■ MATERIAL FOR THIS TASK
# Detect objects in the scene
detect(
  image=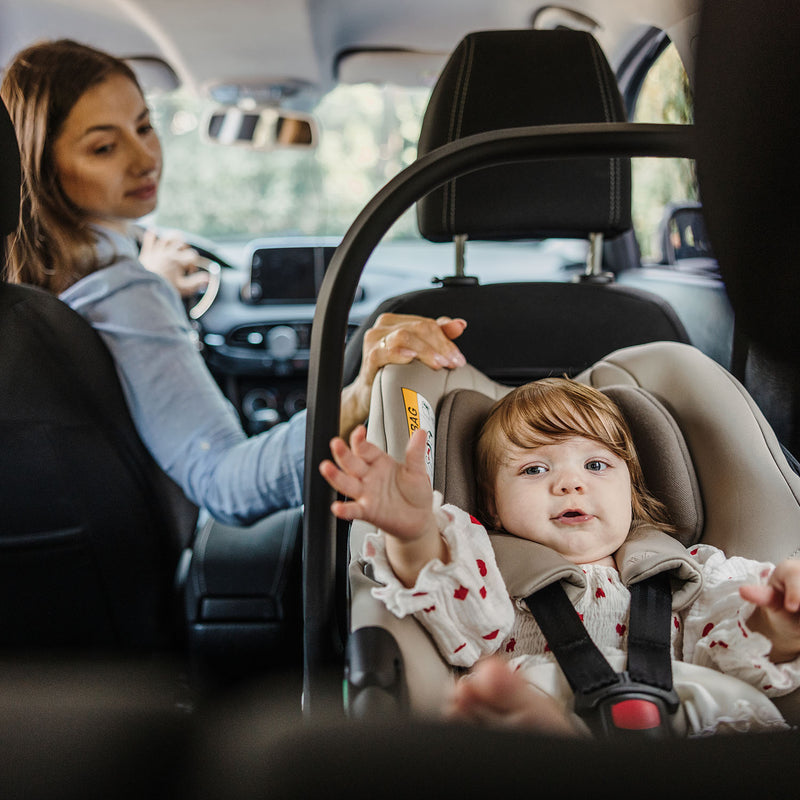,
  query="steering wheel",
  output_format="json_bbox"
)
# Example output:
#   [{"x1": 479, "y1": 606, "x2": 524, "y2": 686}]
[{"x1": 184, "y1": 254, "x2": 222, "y2": 319}]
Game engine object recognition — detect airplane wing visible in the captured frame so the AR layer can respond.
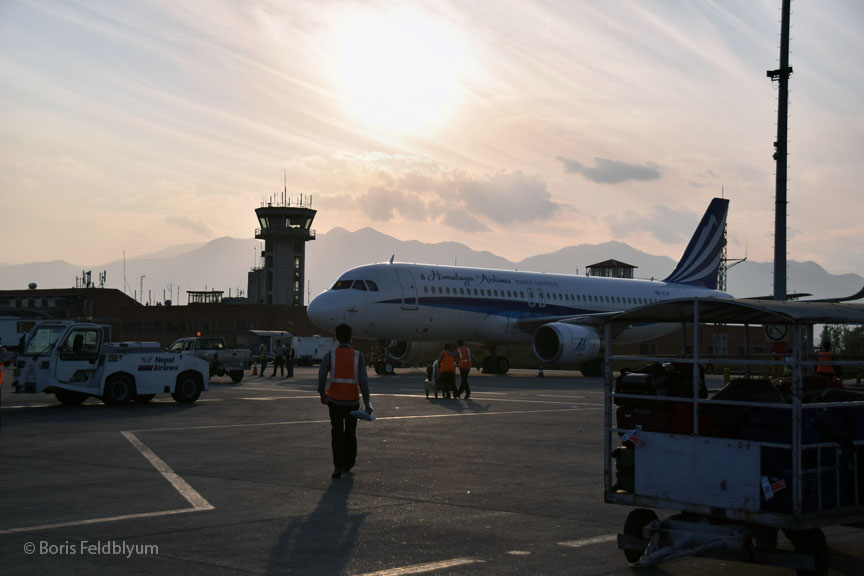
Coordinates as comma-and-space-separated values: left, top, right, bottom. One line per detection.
746, 286, 864, 304
519, 310, 622, 334
802, 286, 864, 303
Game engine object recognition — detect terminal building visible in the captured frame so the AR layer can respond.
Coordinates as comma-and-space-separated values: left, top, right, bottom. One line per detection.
0, 191, 321, 348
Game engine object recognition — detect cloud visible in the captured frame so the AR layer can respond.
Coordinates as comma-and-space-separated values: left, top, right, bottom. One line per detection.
457, 171, 559, 224
165, 216, 214, 238
443, 210, 490, 232
558, 156, 660, 184
297, 153, 559, 232
605, 204, 699, 244
358, 186, 429, 222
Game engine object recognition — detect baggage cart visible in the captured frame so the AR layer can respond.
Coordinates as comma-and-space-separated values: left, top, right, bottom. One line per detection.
604, 299, 864, 574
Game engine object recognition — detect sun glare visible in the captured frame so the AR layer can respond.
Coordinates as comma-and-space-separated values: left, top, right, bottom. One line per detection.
333, 8, 467, 133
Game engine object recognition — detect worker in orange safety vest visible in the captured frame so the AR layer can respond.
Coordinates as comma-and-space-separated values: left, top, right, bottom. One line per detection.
456, 339, 471, 400
318, 324, 372, 478
438, 342, 456, 398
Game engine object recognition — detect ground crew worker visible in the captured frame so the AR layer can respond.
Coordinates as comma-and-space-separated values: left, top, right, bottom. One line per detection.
285, 344, 294, 378
456, 340, 471, 400
318, 324, 372, 478
258, 342, 267, 378
438, 342, 456, 398
271, 340, 285, 378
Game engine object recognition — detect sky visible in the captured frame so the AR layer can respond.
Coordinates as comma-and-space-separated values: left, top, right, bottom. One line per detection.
0, 0, 864, 284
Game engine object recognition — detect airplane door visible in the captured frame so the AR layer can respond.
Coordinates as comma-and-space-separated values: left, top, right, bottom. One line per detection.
528, 288, 546, 308
396, 270, 419, 310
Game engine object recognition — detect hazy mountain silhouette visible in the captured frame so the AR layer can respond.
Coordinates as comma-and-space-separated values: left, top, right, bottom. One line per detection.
0, 228, 864, 304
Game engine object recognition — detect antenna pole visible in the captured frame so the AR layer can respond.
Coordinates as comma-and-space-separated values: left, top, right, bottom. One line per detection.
767, 0, 792, 300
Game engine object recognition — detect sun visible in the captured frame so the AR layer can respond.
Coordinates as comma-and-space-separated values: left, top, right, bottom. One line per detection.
333, 11, 469, 133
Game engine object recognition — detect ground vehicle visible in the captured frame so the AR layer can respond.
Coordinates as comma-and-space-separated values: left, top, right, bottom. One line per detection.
12, 321, 210, 404
291, 335, 339, 366
168, 336, 252, 383
604, 299, 864, 575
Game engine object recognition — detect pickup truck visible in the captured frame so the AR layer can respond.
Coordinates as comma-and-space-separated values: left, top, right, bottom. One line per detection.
168, 336, 252, 384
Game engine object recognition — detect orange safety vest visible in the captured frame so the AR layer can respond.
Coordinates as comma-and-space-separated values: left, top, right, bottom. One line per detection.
816, 351, 834, 376
325, 347, 360, 402
439, 350, 456, 374
456, 346, 471, 370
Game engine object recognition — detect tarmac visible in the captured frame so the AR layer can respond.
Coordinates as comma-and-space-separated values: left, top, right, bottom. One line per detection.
0, 368, 864, 576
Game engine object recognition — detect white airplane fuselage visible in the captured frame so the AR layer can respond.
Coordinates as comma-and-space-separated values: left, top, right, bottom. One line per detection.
308, 263, 731, 344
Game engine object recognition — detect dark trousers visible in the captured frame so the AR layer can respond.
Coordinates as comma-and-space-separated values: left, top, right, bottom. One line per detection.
456, 368, 471, 398
327, 402, 360, 472
438, 372, 456, 398
273, 356, 285, 376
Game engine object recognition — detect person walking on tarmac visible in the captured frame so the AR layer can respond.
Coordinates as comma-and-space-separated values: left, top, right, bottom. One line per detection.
271, 340, 285, 378
285, 344, 294, 378
456, 339, 471, 400
438, 342, 456, 398
318, 324, 372, 478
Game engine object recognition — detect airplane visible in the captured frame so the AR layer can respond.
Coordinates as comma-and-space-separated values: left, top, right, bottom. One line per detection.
307, 198, 732, 375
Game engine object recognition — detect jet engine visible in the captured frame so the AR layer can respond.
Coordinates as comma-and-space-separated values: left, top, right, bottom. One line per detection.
534, 322, 603, 366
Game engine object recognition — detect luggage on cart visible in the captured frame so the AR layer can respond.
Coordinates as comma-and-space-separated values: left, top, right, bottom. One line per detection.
615, 362, 708, 408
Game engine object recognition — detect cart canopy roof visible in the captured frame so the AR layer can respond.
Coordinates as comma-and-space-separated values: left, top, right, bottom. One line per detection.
609, 298, 864, 325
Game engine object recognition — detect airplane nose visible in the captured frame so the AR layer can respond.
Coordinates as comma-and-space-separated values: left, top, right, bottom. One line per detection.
306, 292, 336, 330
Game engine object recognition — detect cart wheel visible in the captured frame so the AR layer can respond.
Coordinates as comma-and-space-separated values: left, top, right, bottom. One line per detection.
624, 508, 657, 564
783, 528, 828, 576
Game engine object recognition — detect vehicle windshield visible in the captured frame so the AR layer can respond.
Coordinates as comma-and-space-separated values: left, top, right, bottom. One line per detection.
21, 326, 66, 356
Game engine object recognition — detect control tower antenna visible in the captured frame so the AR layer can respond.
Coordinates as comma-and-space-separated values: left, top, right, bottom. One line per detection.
767, 0, 792, 300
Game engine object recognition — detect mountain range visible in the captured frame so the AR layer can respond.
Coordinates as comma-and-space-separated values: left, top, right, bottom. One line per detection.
0, 228, 864, 304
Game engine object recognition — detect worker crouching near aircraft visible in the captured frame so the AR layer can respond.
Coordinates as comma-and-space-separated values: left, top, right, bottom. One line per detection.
318, 324, 372, 478
438, 342, 456, 398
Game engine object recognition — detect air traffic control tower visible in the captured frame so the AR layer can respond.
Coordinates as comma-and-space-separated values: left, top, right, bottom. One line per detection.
248, 191, 316, 306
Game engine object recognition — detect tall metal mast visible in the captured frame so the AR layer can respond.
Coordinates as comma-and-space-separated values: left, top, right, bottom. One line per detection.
767, 0, 792, 300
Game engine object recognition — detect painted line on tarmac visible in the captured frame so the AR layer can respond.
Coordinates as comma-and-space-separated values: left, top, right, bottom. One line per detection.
357, 558, 484, 576
0, 508, 208, 534
125, 406, 602, 432
0, 432, 215, 534
558, 534, 618, 548
121, 432, 214, 510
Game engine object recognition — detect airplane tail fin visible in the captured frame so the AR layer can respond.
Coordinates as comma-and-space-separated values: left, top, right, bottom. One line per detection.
664, 198, 729, 290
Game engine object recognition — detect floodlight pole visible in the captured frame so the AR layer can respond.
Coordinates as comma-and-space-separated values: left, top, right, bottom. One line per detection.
767, 0, 792, 300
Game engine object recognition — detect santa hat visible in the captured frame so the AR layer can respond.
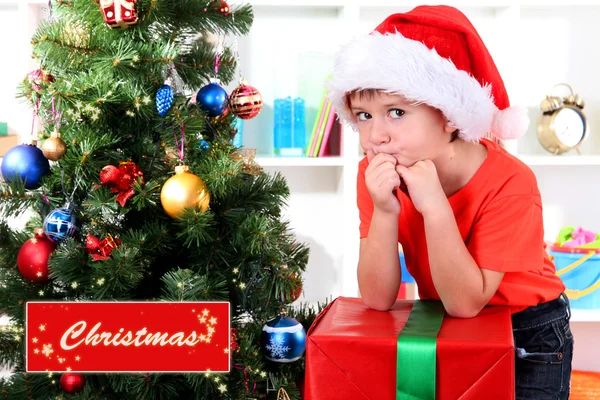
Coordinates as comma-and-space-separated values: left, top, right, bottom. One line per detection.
328, 6, 529, 141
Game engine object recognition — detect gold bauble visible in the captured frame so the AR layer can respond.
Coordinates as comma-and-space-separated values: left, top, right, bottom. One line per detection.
42, 131, 67, 161
160, 165, 210, 218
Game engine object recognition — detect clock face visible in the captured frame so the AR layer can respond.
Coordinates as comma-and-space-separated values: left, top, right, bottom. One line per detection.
553, 108, 585, 147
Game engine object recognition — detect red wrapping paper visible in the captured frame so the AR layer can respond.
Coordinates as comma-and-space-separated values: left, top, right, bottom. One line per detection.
304, 297, 515, 400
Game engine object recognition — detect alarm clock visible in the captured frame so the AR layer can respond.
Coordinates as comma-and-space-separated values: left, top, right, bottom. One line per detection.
537, 83, 589, 155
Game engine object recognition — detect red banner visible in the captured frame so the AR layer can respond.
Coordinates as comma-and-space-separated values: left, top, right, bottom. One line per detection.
25, 302, 230, 373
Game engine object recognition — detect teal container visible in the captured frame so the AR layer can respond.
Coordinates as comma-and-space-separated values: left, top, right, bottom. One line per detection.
548, 245, 600, 310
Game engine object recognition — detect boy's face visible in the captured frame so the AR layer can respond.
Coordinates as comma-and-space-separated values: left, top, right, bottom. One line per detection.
348, 91, 455, 167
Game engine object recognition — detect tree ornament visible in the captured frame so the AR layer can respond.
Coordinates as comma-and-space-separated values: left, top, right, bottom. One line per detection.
160, 165, 210, 218
229, 78, 262, 119
229, 328, 240, 353
100, 0, 138, 28
288, 273, 302, 302
85, 234, 121, 261
60, 373, 85, 394
277, 388, 291, 400
196, 80, 227, 117
17, 228, 56, 283
25, 69, 54, 93
0, 141, 50, 189
231, 148, 262, 176
42, 131, 67, 161
200, 139, 210, 151
260, 315, 306, 363
100, 161, 144, 207
156, 79, 173, 117
215, 0, 231, 16
44, 204, 77, 243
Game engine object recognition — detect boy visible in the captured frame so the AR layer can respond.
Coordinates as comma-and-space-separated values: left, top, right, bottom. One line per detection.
329, 6, 573, 400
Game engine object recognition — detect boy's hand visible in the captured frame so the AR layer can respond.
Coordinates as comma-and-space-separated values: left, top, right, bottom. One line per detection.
396, 160, 448, 216
365, 150, 400, 215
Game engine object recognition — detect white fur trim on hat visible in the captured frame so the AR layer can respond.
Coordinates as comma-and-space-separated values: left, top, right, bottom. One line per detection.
328, 31, 502, 141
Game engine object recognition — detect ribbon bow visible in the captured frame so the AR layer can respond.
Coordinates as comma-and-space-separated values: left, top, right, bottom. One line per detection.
85, 234, 121, 261
100, 161, 144, 207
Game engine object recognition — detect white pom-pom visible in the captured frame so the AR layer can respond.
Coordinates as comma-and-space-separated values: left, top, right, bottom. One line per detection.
491, 106, 529, 140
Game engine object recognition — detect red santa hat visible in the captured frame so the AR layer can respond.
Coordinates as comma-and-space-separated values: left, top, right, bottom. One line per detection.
328, 6, 529, 141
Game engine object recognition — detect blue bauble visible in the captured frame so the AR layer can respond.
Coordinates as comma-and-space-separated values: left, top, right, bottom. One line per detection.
260, 316, 306, 363
1, 144, 50, 189
44, 207, 77, 243
156, 84, 173, 117
196, 83, 227, 117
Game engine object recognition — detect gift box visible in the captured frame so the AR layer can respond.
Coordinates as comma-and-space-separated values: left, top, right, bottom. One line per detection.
304, 297, 515, 400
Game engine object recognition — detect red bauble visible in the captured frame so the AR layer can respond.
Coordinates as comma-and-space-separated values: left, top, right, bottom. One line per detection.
229, 328, 240, 353
100, 0, 138, 28
229, 78, 262, 119
17, 229, 56, 283
60, 374, 85, 393
26, 69, 54, 92
100, 165, 121, 185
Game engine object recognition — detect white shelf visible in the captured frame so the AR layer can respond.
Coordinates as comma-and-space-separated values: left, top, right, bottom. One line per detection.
255, 157, 344, 167
247, 0, 348, 8
517, 155, 600, 166
571, 308, 600, 322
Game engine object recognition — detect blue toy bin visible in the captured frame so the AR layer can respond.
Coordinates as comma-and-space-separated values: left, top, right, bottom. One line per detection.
548, 245, 600, 309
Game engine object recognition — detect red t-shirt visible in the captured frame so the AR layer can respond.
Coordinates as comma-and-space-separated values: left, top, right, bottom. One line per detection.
357, 139, 565, 313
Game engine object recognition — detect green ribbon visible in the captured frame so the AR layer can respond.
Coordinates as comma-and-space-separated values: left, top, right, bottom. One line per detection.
396, 300, 444, 400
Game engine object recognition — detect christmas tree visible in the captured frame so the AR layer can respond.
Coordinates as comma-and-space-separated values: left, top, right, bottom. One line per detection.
0, 0, 321, 400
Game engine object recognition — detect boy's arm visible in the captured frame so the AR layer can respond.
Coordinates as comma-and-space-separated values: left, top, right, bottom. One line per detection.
358, 209, 401, 311
423, 201, 504, 318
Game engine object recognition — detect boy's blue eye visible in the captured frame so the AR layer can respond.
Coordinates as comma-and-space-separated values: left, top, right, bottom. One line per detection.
390, 108, 404, 119
356, 111, 371, 121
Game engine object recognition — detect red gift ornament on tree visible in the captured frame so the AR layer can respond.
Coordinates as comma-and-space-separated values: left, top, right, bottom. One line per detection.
60, 373, 85, 393
100, 161, 144, 207
100, 0, 138, 28
17, 229, 56, 283
85, 235, 121, 261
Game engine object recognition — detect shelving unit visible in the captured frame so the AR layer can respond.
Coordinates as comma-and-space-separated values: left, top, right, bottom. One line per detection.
0, 0, 600, 370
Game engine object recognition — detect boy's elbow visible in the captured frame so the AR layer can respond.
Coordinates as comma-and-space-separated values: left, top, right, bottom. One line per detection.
444, 305, 481, 318
362, 297, 396, 311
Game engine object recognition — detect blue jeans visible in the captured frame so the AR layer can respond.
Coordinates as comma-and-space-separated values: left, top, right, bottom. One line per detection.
512, 293, 573, 400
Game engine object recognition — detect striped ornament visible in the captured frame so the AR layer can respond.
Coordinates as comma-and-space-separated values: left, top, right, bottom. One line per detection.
229, 82, 262, 119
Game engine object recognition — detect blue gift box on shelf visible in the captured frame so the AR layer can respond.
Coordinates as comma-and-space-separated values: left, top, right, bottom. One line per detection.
273, 96, 306, 157
399, 253, 415, 283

■ EXERCISE DIRECTIONS
Format the stretch of records from the line containing "Game engine object recognition — detect boy's hand" through the line containing "328, 31, 502, 141" as a two-column CSV with the header input,output. Give one row per record, with its text and its answer each in a single quoted field and line breaks replaced by spaces.

■ EXERCISE RESULT
input,output
"Game engine object recognition — detect boy's hand visible in the captured frame so the AR layer can respond. Coordinates as comma-and-space-separated values: left, top, right, bottom. One line per detection.","396, 160, 448, 216 365, 150, 400, 215"
"Game engine object recognition — detect white fur trim on hat visible in the captured frame so the AR layer can respond. Coordinates as comma-and-space-separated values: left, top, right, bottom. One line per detection.","328, 31, 502, 141"